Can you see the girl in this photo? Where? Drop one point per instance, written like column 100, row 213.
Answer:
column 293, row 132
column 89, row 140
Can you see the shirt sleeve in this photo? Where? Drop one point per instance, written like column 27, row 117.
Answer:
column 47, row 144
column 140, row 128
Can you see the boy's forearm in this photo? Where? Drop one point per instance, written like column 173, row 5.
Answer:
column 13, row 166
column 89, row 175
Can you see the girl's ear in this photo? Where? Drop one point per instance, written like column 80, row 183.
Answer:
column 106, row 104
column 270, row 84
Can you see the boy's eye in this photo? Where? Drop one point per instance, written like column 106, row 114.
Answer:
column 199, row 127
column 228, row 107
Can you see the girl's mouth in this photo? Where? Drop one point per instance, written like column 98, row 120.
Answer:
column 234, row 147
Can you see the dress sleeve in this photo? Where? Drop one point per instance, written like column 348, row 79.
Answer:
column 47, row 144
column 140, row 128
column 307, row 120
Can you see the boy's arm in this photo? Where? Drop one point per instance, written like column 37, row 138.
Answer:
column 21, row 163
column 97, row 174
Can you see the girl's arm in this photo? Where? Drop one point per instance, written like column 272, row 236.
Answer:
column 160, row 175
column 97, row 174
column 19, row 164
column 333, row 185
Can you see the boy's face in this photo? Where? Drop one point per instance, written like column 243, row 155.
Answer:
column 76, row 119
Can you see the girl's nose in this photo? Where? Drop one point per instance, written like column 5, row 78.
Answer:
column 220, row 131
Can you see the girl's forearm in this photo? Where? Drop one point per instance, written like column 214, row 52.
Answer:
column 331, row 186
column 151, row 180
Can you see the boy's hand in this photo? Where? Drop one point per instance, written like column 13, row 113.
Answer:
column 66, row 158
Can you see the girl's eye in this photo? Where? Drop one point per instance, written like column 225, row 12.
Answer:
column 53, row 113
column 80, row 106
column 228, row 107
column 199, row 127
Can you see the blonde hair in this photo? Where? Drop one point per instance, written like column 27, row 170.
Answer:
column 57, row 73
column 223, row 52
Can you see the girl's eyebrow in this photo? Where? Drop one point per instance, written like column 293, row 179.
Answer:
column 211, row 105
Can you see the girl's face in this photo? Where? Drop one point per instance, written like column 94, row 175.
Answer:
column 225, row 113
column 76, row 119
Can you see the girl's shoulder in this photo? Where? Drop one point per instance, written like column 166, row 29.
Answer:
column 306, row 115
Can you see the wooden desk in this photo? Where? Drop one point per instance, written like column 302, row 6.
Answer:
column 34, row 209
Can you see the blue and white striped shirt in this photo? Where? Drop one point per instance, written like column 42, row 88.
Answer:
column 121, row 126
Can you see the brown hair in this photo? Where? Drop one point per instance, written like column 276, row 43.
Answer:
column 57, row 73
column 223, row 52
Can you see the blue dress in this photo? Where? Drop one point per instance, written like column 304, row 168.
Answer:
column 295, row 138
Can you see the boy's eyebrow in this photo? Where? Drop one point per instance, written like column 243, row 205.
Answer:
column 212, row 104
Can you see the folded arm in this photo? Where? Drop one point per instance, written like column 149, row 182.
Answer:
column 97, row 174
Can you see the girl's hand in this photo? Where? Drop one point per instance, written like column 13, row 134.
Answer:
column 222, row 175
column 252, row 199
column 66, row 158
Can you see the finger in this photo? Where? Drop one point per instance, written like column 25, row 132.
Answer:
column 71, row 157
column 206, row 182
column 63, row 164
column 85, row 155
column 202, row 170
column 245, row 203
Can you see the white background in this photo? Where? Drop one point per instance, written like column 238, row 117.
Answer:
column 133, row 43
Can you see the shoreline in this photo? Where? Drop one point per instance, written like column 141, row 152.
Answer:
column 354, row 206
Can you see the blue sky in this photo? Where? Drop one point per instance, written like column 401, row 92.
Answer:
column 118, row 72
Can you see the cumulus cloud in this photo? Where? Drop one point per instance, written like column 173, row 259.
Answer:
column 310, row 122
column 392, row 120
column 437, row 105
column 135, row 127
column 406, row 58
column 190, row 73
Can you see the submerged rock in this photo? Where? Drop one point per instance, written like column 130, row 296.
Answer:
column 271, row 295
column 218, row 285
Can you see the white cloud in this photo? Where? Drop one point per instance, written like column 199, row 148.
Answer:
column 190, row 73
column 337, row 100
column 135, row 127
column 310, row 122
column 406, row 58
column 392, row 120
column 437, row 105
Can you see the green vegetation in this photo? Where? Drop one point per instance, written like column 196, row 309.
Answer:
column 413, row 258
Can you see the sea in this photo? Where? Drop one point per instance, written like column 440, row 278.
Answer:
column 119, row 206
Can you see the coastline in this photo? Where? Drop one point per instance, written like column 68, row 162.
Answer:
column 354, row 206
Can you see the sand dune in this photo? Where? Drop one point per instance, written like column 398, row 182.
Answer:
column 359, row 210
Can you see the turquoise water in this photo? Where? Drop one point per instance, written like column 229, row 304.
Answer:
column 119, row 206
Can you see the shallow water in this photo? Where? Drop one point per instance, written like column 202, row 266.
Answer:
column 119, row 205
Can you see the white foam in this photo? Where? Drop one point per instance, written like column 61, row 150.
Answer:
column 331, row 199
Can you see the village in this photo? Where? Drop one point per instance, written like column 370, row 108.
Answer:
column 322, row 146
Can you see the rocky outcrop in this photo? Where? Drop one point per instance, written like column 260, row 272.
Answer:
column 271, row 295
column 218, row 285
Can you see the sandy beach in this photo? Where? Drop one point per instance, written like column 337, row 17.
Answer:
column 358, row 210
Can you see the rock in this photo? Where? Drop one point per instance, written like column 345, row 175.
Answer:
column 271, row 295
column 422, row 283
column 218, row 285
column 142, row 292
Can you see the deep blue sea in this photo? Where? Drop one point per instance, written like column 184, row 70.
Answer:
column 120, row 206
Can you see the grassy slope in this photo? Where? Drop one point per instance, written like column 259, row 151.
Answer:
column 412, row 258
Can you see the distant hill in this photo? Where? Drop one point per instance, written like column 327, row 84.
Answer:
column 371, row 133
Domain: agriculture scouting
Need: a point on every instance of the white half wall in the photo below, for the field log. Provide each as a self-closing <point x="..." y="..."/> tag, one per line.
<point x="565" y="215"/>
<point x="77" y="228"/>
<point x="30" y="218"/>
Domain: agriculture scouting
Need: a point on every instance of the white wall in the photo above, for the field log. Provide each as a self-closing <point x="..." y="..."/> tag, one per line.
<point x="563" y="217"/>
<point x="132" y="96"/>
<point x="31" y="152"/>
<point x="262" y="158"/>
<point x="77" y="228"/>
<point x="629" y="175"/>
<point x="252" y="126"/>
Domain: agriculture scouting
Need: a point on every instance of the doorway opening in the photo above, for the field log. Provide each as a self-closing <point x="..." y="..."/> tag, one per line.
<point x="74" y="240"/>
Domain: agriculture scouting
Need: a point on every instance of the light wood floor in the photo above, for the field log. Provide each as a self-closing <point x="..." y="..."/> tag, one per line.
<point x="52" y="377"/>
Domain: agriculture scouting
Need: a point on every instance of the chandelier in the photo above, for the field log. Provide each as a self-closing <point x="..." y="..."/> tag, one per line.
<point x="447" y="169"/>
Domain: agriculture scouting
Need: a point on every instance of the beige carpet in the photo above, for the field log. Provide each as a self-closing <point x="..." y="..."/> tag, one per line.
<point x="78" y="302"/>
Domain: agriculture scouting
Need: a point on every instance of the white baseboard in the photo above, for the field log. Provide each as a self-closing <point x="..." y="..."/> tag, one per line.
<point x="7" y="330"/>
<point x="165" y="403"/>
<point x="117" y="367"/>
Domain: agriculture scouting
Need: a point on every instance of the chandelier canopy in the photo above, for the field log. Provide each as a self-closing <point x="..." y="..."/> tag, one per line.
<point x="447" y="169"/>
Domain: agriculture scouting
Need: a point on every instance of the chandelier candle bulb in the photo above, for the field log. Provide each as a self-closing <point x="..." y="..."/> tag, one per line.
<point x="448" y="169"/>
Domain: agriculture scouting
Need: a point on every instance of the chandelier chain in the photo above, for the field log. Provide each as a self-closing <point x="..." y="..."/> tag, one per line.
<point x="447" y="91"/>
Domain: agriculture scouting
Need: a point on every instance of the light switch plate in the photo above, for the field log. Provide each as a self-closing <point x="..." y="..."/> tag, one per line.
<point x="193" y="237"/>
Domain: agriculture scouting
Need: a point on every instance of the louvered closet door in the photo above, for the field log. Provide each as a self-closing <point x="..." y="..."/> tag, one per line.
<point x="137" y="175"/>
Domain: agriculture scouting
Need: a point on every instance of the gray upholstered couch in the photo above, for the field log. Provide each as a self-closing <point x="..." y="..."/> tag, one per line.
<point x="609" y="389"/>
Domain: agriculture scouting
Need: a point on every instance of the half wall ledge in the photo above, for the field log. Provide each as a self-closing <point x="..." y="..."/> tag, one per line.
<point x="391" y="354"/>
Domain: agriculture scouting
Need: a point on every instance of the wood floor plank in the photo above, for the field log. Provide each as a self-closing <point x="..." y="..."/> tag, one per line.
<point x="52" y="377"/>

----

Say how many lines of the material hold the string "blue", giving the number alone.

4